Task statement -
Copy the rows below, from the first one through the line containing "[(429, 235)]", keeping the requests, and shift every coordinate number in the answers by -90.

========================

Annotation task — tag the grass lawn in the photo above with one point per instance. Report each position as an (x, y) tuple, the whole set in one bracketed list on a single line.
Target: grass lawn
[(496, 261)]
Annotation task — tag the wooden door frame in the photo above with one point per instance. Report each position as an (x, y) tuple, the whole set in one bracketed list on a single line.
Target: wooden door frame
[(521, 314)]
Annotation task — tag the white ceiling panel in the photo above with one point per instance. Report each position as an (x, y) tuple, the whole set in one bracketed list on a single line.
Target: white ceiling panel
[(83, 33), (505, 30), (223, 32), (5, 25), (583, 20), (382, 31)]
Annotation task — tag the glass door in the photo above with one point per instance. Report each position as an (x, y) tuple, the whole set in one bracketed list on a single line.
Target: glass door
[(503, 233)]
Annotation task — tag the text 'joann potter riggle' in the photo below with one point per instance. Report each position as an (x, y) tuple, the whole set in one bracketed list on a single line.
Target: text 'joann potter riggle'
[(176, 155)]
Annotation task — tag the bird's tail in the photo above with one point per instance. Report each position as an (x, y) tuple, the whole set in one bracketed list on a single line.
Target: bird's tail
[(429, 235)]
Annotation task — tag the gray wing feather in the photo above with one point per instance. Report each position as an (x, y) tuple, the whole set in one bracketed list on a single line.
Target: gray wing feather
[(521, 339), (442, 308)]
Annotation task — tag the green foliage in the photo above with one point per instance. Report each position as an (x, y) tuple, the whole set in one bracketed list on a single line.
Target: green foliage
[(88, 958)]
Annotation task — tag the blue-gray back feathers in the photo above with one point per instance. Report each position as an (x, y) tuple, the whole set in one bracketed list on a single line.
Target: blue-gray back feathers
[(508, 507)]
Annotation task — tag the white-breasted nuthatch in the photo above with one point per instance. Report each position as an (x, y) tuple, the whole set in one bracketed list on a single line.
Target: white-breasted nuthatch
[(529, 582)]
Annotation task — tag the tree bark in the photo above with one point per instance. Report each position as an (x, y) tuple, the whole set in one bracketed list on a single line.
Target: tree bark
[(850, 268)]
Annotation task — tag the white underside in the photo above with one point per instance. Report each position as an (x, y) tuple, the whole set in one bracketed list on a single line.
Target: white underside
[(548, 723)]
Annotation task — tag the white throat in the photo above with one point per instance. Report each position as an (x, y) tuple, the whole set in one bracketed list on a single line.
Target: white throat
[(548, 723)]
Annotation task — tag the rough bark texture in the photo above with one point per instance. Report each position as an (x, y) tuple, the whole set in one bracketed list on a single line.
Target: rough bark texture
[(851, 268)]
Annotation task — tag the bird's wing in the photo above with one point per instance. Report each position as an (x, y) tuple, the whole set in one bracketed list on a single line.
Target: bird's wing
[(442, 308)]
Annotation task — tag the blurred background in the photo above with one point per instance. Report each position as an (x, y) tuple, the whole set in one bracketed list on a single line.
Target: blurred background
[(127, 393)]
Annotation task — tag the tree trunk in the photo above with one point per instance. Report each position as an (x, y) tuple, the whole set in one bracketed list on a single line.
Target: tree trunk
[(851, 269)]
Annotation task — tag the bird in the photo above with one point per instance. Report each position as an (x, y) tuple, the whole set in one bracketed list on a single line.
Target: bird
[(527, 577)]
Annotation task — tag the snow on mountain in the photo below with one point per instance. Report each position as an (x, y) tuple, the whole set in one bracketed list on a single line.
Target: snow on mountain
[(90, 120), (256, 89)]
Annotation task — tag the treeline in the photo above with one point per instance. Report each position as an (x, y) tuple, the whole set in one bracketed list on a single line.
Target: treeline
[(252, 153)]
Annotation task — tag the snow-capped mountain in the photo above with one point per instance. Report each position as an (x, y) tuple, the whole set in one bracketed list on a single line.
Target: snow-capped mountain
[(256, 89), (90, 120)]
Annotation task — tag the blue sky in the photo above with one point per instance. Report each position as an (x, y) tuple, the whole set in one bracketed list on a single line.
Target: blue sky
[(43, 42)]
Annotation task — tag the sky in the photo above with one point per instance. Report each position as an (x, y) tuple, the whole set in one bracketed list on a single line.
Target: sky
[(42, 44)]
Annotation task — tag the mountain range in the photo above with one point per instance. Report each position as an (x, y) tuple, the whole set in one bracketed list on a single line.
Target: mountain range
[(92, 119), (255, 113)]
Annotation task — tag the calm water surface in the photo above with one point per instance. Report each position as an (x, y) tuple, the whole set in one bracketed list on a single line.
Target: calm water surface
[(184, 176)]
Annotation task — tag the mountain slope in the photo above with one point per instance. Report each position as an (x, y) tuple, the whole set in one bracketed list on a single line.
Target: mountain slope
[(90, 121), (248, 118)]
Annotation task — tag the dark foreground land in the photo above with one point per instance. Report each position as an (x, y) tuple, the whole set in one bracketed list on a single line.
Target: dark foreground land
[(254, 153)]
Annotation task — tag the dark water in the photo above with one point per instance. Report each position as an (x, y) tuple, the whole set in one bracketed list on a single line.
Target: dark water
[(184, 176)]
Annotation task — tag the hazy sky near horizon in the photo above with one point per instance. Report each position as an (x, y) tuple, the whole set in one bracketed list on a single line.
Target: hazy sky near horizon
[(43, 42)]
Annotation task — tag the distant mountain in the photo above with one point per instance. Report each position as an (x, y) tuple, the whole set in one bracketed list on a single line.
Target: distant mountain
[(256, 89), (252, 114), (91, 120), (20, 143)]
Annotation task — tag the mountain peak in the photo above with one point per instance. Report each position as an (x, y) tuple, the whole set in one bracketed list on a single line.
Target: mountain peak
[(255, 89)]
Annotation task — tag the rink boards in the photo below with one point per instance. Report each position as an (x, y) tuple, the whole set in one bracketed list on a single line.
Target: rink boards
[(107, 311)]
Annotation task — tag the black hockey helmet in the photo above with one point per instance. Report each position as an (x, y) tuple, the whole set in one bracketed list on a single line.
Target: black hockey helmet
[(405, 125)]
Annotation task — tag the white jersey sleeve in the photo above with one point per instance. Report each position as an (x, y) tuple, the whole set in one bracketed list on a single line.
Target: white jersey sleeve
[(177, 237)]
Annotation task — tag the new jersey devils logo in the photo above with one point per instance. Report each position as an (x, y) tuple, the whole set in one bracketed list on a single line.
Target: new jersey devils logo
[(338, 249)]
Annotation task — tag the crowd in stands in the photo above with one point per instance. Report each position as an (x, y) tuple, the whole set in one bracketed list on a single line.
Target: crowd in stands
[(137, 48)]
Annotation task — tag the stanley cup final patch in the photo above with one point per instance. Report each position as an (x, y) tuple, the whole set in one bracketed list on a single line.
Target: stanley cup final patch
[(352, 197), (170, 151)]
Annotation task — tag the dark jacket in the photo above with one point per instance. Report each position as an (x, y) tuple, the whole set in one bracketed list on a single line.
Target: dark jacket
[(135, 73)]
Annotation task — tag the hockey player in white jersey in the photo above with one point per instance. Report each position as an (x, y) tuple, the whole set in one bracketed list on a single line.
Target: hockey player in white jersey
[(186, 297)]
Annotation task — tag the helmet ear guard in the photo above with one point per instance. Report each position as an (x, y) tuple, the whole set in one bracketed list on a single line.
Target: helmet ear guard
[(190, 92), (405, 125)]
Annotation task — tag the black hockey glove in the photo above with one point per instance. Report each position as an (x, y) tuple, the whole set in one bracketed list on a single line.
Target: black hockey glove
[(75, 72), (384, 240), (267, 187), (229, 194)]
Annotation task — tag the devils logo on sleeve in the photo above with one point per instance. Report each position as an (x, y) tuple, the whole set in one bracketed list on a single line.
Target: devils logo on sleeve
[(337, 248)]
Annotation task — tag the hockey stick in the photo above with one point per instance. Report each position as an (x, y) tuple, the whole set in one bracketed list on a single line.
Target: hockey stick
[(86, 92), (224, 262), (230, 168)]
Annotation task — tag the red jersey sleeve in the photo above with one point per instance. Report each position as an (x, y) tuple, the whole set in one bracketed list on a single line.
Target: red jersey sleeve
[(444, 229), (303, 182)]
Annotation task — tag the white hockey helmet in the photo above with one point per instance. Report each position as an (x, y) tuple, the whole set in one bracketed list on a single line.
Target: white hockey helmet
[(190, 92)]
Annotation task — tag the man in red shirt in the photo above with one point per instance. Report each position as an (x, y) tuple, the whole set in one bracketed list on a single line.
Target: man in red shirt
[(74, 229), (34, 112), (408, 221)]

========================

Solution to this task -
Annotation task — tag the grass lawn in the photo above with one point per instance. Report each position as an (x, y) tuple, the whole set in one bracketed list on a single line.
Target: grass lawn
[(406, 171)]
Annotation task — tag the wooden door frame in the photo above with one point per instance. Report each position as an (x, y) tuple, the whole set in one bracketed list on a single line.
Target: wooden door frame
[(431, 224)]
Annotation task — tag the white ceiling panel in the photo above with one point per instance. Report each position as an (x, y) tuple, the whole set in one bracketed list on a single line.
Target: white ceiling panel
[(-7, -57), (415, -60), (133, -58), (-85, -65), (493, -70), (292, -59)]
Annotation task — tag the glass door in the photo above with one point per instance. Report each position as an (x, y) tuple, the whole set in one bracketed list on a single line.
Target: glass door
[(413, 143)]
Annotation task — tag the text 'joann potter riggle' in the photo below with one point per instance. Report each position as an (x, y) tuple, the whole set in one bracketed list on a single line.
Target: text 'joann potter riggle'
[(86, 65)]
Annotation task — tag the bird's tail in the photo above with one point per instance. Report each position as an (x, y) tuple, the whole set in one bracketed list on a single line.
Target: bird's tail
[(339, 145)]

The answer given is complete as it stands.